> _Daten zur Übung_:

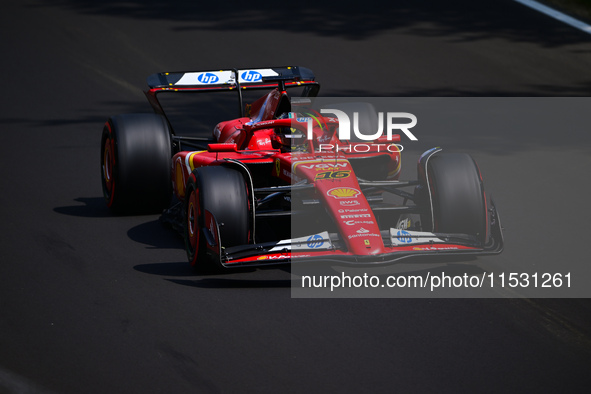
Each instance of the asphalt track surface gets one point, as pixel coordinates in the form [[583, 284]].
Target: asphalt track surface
[[99, 304]]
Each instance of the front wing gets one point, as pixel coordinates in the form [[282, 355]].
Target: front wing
[[399, 244]]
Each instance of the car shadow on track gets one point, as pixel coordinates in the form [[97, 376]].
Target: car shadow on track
[[94, 207]]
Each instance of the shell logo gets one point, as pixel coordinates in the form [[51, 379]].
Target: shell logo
[[343, 192]]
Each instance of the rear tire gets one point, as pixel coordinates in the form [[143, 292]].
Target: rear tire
[[223, 192], [457, 196], [135, 163]]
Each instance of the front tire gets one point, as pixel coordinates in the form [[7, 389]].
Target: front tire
[[224, 193], [135, 163], [456, 195]]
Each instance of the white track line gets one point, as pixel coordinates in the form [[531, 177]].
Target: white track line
[[556, 15]]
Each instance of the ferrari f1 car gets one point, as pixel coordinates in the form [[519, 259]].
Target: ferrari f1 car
[[262, 190]]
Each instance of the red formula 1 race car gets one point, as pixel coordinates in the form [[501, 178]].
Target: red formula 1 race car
[[277, 185]]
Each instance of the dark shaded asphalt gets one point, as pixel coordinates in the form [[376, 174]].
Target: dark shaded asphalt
[[94, 303]]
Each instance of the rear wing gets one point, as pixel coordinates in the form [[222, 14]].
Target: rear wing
[[231, 79]]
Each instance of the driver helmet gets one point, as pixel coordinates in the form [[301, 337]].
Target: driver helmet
[[290, 138]]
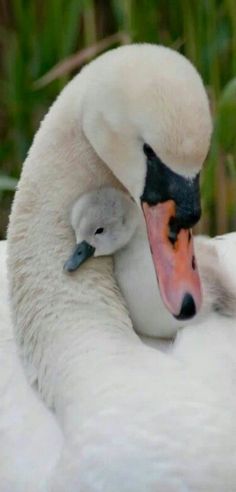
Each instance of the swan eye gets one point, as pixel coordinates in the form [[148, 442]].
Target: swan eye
[[150, 154], [100, 230]]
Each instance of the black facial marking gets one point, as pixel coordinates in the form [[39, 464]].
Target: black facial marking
[[100, 230], [188, 308], [163, 184]]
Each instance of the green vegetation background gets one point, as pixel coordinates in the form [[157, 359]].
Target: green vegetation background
[[39, 35]]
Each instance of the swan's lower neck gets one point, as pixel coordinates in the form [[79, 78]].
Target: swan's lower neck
[[61, 321]]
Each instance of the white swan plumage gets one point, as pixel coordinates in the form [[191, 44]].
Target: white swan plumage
[[106, 221], [129, 415]]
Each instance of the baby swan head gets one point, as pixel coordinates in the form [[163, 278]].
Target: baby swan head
[[104, 221]]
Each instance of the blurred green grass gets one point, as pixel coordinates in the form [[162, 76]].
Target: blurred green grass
[[36, 35]]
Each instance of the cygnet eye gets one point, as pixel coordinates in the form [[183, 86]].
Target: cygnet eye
[[100, 230], [150, 154]]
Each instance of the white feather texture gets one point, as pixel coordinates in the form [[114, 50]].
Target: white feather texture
[[133, 418]]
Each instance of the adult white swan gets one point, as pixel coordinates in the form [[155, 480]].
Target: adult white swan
[[133, 419]]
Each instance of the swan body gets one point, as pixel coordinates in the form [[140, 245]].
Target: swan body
[[129, 414], [31, 440], [25, 424]]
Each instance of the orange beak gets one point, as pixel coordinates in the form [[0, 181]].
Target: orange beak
[[174, 261]]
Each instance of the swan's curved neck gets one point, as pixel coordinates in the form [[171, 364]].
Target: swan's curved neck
[[64, 324]]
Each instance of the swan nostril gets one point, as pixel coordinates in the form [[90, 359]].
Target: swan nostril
[[173, 230], [188, 308]]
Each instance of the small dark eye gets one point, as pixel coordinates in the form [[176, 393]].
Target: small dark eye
[[100, 230], [149, 152]]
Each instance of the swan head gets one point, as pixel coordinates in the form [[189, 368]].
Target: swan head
[[146, 114], [104, 221]]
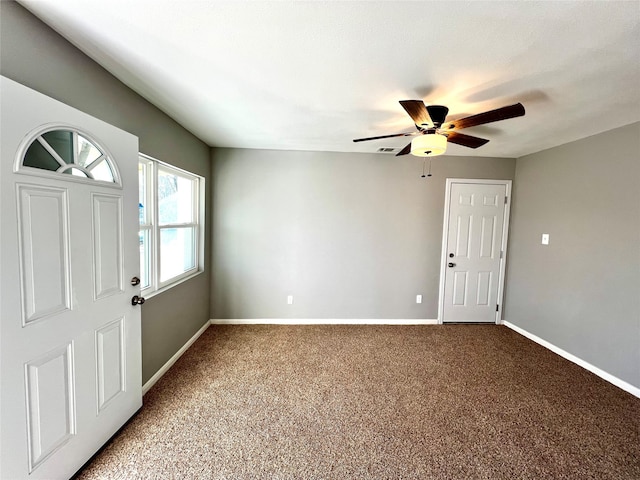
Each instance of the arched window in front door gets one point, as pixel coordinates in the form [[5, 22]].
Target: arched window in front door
[[69, 152]]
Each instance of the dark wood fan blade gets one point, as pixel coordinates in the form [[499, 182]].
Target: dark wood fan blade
[[384, 136], [516, 110], [417, 111], [465, 140], [404, 151]]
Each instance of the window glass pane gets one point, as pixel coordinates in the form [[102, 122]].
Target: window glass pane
[[38, 157], [175, 198], [62, 142], [87, 152], [75, 171], [102, 171], [177, 251], [145, 259]]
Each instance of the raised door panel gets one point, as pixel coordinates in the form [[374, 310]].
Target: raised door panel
[[110, 362], [43, 251], [50, 403], [107, 245]]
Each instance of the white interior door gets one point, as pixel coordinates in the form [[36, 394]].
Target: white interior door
[[69, 334], [473, 250]]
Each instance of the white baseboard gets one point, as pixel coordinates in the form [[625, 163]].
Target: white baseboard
[[158, 375], [322, 321], [627, 387]]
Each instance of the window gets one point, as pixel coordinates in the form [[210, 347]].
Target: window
[[70, 152], [171, 227]]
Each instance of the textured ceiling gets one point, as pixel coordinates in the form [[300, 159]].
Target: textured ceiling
[[314, 75]]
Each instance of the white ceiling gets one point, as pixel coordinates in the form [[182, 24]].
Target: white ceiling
[[314, 75]]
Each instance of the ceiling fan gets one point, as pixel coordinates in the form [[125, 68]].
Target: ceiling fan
[[434, 132]]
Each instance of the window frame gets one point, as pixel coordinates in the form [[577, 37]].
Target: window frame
[[153, 228]]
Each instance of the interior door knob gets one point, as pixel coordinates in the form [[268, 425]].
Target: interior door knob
[[136, 300]]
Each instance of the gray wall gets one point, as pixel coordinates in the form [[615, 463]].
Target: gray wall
[[348, 235], [582, 291], [33, 54]]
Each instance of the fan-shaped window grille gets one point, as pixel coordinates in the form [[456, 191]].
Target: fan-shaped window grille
[[71, 153]]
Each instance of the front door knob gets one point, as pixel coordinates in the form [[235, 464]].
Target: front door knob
[[136, 300]]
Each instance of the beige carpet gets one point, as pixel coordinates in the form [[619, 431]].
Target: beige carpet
[[375, 402]]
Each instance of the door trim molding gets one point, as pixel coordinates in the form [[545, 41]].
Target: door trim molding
[[445, 230]]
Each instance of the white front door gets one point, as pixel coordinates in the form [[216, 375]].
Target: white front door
[[69, 335], [473, 250]]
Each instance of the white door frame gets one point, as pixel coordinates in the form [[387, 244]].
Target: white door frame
[[445, 232]]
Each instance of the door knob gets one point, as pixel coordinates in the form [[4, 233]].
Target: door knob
[[136, 300]]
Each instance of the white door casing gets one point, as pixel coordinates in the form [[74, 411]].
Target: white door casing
[[70, 354], [474, 250]]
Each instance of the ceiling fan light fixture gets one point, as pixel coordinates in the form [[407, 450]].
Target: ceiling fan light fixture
[[429, 145]]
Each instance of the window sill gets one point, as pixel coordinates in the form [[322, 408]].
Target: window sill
[[150, 294]]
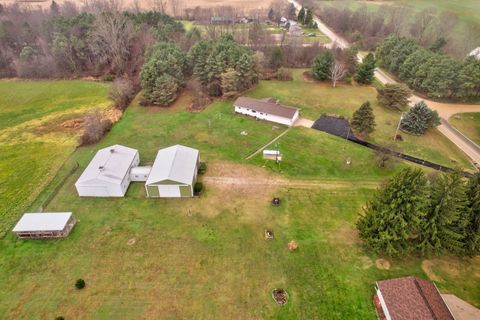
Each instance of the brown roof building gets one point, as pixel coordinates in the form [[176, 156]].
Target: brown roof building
[[410, 298]]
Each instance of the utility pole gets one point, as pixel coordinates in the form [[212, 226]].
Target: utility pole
[[398, 127]]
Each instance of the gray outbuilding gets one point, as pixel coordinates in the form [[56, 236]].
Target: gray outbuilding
[[173, 173]]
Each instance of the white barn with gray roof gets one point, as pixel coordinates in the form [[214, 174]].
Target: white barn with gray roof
[[44, 225], [108, 174], [173, 173]]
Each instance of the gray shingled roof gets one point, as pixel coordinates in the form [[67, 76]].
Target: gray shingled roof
[[177, 163], [266, 106], [53, 221], [109, 164]]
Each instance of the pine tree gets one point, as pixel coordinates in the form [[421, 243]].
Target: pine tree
[[472, 234], [392, 219], [291, 12], [445, 225], [366, 70], [419, 119], [393, 95], [363, 120], [308, 18], [301, 15], [322, 64]]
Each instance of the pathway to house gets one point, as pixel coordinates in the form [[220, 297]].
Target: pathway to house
[[279, 182], [445, 110]]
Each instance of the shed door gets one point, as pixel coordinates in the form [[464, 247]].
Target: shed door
[[169, 191]]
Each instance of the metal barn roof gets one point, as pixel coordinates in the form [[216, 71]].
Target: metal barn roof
[[177, 163], [52, 221], [109, 164]]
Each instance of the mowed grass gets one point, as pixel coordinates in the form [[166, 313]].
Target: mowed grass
[[33, 145], [206, 258], [468, 124], [316, 98]]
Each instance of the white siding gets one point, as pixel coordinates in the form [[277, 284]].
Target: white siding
[[266, 116]]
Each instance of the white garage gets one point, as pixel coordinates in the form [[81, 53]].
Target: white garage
[[108, 174], [173, 173]]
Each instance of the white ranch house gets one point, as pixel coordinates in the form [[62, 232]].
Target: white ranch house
[[267, 109], [108, 174]]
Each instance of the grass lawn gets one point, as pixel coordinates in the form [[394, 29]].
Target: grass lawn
[[316, 98], [206, 258], [468, 124], [33, 145]]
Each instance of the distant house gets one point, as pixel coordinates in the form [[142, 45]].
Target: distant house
[[475, 53], [267, 109], [108, 174], [221, 20], [173, 173], [410, 298], [44, 225]]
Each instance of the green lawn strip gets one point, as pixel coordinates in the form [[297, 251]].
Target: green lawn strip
[[317, 98], [468, 124]]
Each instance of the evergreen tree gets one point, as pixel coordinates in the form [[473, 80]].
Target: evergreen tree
[[271, 15], [472, 234], [366, 70], [393, 95], [393, 218], [322, 64], [291, 12], [445, 224], [301, 15], [363, 120], [309, 18], [419, 119]]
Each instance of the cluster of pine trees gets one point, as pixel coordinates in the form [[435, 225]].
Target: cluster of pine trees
[[412, 213], [434, 74], [222, 66]]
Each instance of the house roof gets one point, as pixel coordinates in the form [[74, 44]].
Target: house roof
[[413, 298], [267, 106], [177, 163], [109, 164], [53, 221]]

> _Gestellte Aufgabe_: Wandle die Einträge ab der Zeile mit „Each instance of the distant“ bis zum Ende der Einträge, beide Grenzen eingeschlossen, in eine CSV mit den Spalten „text“ und „antwort“ um. Schreibe je Eintrag eine Zeile, setze jedes Feld in Anführungszeichen und ersetze Zeilenumbrüche durch Leerzeichen.

> _Ausgearbeitete Lösung_:
text,antwort
"Each instance of the distant house gets one point, as pixel coordinates in the form [[142, 45]]. Target: distant house","[[475, 53], [267, 109], [108, 174], [221, 20], [173, 173], [410, 298], [44, 225]]"
"Each instance of the green lawn strip gets one point, as pixel coordinates in the form [[297, 251]]. Target: green lawn strip","[[317, 98], [468, 124]]"
"Each instance of the evergreen tree gets one point, as pixel coordinates in the form [[473, 80]]. Target: evergreen tree","[[271, 15], [472, 234], [366, 70], [393, 95], [393, 218], [322, 64], [291, 12], [445, 224], [301, 15], [363, 120], [309, 18], [419, 119]]"
"Each instance of the cluster of pine trees gets one point, as pixel coordinates in the form [[435, 225]]. Target: cluster of pine trees","[[412, 213], [434, 74], [222, 66]]"
"Each instance of the house roof gets one point, as pixel coordinates in the form [[74, 44]]. Target: house roof","[[413, 298], [267, 106], [177, 163], [109, 164], [53, 221]]"